** WORK ITEM **
Copy exactly the lines of the material below that run from the one containing "Wildlife camera-trap request: tag the grey" through the one containing "Wildlife camera-trap request: tag the window in". Copy no other lines.

** SOURCE DATA **
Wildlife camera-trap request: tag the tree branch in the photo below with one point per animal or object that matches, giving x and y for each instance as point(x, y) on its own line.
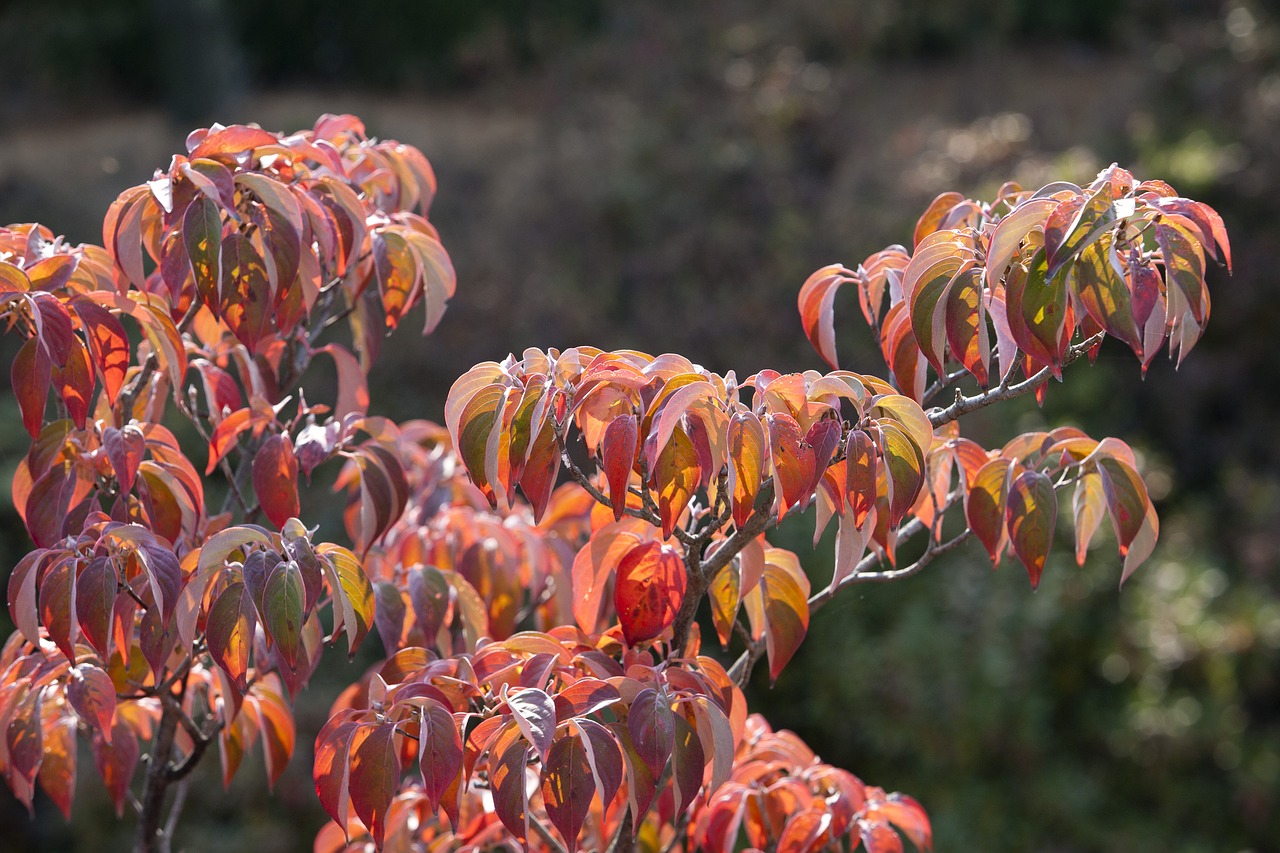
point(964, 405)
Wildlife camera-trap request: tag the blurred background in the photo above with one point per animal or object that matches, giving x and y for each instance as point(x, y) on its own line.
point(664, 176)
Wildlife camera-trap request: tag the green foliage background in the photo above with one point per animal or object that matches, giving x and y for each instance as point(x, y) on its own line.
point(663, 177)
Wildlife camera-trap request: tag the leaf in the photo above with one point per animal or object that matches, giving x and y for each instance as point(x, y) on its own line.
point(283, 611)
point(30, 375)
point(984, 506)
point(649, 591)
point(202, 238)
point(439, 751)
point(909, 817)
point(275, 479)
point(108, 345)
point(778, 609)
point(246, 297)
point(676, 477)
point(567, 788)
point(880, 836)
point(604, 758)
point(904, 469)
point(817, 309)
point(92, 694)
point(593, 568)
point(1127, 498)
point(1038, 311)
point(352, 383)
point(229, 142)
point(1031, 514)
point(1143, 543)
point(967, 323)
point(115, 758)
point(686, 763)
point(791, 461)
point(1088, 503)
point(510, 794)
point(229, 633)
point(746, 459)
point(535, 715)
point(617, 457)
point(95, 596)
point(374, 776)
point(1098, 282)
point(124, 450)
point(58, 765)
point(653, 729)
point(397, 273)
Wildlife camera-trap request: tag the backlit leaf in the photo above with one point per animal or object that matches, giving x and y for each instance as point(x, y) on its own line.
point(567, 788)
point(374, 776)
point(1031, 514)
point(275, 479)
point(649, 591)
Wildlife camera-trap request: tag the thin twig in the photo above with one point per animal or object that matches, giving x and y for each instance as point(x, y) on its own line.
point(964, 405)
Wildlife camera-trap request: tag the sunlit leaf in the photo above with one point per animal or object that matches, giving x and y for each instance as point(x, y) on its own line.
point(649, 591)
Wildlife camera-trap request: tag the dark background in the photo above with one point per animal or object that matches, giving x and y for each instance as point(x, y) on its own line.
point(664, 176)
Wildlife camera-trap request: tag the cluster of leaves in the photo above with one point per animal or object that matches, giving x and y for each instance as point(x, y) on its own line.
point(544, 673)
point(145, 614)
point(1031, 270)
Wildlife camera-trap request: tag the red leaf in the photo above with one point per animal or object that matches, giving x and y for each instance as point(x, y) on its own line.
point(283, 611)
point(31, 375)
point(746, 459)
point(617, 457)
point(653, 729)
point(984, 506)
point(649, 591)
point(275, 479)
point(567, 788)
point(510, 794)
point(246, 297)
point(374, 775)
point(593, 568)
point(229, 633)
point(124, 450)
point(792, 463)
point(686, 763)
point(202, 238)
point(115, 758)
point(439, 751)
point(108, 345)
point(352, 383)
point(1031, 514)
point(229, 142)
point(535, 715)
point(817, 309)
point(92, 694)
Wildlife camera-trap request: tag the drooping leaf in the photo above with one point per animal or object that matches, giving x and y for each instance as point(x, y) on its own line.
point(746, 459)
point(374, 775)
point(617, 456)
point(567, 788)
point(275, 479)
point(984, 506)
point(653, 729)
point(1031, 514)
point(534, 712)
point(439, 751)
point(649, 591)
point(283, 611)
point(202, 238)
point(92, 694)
--
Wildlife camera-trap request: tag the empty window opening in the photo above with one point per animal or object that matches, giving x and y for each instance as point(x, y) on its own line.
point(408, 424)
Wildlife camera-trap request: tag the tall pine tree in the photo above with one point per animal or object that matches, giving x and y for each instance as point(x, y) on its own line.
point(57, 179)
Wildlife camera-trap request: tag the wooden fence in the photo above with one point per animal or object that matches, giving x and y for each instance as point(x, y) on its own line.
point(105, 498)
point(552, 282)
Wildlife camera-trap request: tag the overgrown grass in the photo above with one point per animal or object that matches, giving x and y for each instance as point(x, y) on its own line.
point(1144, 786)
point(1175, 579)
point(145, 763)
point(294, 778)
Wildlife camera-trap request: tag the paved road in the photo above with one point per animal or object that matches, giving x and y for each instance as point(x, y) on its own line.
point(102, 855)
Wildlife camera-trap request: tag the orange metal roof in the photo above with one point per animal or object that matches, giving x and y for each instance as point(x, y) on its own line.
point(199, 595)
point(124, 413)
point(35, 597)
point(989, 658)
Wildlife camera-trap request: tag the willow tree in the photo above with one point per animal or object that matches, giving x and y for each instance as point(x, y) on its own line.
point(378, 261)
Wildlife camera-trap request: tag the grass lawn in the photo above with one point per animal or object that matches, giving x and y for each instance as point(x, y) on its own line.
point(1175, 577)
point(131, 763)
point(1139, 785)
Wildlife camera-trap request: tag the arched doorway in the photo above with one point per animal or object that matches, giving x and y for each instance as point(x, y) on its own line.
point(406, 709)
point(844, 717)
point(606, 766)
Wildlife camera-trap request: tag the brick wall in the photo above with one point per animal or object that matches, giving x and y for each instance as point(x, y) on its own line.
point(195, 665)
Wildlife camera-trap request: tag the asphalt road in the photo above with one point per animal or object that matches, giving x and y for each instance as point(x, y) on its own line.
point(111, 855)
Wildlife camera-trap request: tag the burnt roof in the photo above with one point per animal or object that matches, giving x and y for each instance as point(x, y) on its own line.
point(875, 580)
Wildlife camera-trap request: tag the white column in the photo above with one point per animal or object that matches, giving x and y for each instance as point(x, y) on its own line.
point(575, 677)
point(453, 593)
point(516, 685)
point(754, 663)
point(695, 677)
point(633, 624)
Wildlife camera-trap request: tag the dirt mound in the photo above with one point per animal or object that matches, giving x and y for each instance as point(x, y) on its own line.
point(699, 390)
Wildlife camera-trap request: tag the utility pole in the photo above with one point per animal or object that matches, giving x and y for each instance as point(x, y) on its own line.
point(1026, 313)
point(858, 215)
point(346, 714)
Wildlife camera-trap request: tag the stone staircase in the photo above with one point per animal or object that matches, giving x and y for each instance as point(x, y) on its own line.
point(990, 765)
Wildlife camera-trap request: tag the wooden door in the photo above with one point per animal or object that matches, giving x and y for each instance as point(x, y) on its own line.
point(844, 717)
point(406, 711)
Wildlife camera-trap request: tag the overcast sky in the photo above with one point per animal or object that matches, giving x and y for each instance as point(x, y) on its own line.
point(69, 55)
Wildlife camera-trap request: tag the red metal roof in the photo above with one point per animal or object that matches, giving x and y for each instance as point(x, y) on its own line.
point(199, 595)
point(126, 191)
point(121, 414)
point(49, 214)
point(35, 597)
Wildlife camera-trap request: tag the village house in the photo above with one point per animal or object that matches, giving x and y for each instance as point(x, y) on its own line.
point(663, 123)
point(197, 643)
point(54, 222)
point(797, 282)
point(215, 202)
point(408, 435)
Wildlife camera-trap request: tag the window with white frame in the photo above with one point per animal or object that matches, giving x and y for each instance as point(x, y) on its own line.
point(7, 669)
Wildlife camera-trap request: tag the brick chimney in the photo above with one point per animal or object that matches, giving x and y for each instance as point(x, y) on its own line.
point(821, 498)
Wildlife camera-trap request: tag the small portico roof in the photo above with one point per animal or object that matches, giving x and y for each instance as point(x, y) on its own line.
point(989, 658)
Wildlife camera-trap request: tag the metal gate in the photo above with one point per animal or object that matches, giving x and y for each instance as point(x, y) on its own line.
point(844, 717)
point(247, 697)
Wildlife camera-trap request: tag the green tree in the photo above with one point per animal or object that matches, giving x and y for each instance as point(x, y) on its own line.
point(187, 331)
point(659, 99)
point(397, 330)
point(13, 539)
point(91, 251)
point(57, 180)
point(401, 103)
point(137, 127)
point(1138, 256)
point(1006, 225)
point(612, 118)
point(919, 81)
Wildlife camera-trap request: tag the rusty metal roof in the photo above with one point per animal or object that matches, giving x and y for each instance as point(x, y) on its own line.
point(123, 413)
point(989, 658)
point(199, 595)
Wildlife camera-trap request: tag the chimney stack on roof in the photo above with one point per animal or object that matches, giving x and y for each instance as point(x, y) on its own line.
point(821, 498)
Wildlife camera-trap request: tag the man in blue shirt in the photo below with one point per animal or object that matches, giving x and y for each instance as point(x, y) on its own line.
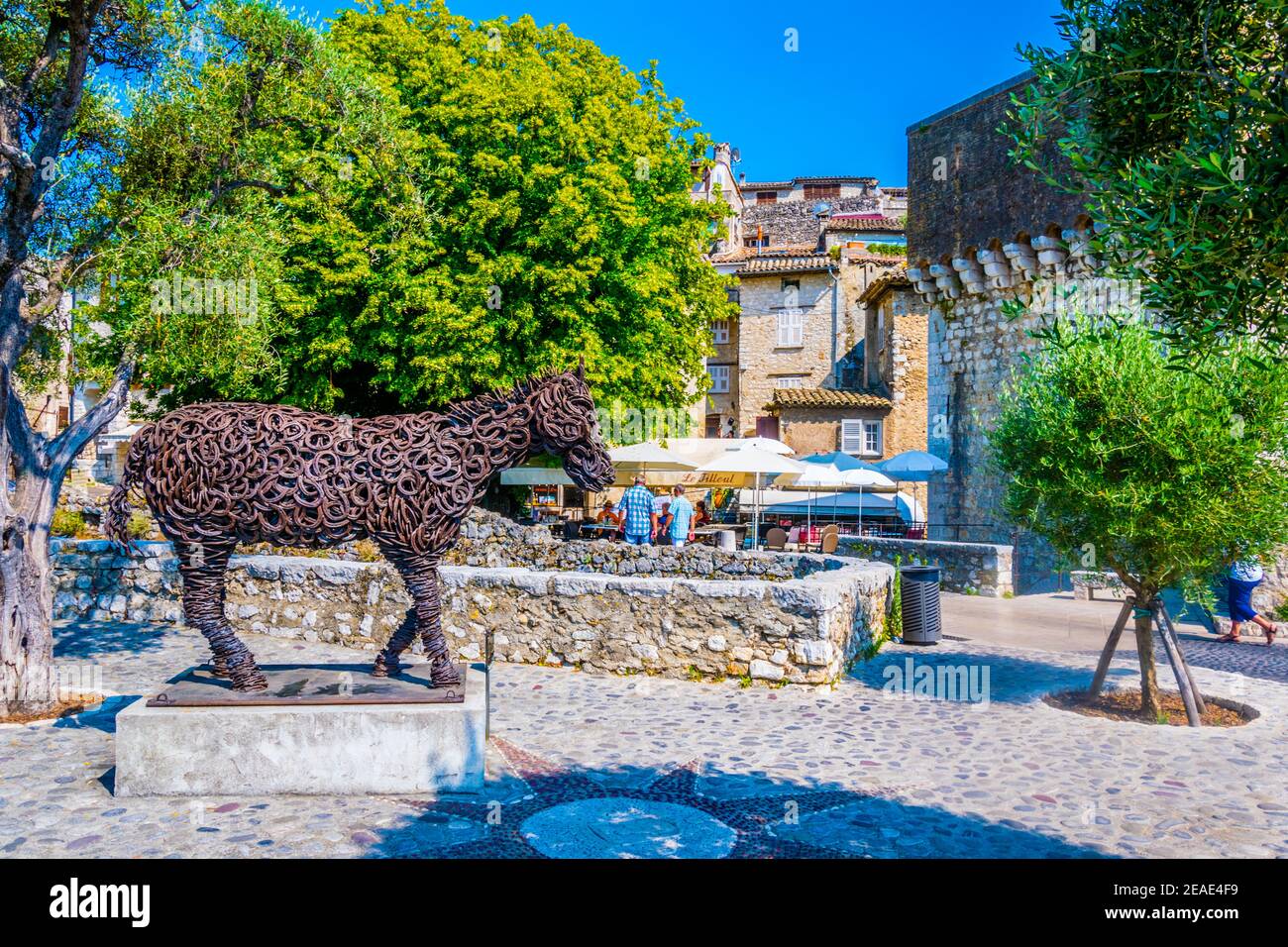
* * *
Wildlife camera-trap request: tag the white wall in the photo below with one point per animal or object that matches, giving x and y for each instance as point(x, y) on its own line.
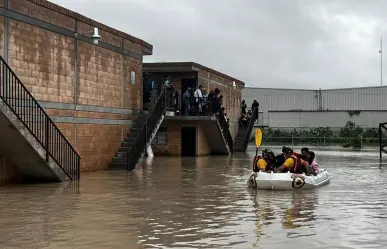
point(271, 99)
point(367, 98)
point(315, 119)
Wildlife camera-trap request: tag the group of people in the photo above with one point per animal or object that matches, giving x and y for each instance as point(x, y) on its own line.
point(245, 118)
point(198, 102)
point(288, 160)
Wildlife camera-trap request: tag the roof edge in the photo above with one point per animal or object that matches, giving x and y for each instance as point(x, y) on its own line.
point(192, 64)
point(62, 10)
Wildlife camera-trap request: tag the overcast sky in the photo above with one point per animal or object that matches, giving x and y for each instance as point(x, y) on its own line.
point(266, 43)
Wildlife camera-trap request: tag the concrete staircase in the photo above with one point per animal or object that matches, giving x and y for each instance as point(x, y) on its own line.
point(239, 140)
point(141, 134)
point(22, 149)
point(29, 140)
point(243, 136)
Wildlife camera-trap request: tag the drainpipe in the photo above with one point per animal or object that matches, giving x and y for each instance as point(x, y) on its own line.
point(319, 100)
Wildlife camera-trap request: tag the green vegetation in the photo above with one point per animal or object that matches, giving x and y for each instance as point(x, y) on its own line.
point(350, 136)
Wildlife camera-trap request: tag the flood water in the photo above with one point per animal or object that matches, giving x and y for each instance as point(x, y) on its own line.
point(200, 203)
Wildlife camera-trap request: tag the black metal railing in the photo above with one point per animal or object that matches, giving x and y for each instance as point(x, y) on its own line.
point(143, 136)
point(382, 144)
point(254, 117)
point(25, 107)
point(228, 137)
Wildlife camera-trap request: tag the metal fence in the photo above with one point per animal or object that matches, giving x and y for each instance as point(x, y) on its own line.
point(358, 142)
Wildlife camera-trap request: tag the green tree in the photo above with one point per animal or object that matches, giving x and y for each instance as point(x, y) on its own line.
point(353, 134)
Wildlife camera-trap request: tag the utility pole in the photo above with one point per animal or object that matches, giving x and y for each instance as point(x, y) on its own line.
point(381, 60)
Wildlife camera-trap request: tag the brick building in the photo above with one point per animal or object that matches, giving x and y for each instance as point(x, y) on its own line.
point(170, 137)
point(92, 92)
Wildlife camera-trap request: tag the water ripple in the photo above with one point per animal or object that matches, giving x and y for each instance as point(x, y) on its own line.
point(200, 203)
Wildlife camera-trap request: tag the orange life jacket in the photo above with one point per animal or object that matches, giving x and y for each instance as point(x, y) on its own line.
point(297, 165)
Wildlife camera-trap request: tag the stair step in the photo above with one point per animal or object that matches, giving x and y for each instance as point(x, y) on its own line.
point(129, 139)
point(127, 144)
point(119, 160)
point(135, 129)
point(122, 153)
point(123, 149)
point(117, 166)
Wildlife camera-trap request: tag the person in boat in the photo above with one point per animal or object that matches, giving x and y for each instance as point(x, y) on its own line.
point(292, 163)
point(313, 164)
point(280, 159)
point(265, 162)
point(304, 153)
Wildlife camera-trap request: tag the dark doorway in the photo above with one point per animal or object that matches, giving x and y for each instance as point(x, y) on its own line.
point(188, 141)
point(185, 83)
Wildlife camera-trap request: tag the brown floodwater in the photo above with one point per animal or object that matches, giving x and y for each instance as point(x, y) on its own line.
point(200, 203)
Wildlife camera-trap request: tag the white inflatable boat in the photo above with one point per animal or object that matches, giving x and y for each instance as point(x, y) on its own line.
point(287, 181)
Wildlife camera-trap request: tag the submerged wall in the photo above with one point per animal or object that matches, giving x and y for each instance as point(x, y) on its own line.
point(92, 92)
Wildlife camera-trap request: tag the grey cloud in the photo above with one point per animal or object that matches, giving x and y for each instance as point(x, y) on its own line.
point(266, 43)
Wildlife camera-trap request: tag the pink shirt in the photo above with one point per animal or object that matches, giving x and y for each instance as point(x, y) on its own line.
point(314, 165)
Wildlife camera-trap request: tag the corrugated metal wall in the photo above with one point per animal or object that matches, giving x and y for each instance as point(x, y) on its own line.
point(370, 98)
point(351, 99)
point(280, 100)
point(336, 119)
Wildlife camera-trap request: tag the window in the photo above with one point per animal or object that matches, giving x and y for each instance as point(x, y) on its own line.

** PROBLEM SOLUTION **
Wildlife camera-trap request: tag the grey cloud in the photo above with one point per animal or object that matches, giving x and y for each instance as point(x, y) on its own line.
point(266, 43)
Wildlife camera-trap request: tag the pink shirt in the photo above with one point per animal or object that matches, giving x and y for each instance as point(x, y) on its own line.
point(314, 165)
Wildlife camera-trap request: tag the corrugated metal wall in the photo above with one point per animal or object that matches, giving x and y for each instance as point(x, y) on its own line.
point(370, 98)
point(351, 99)
point(280, 100)
point(336, 119)
Wildlife camera-trap request: tag the window in the photo above with one point per animal or object that matches, giving x and y for each instance as point(x, y) on its own line.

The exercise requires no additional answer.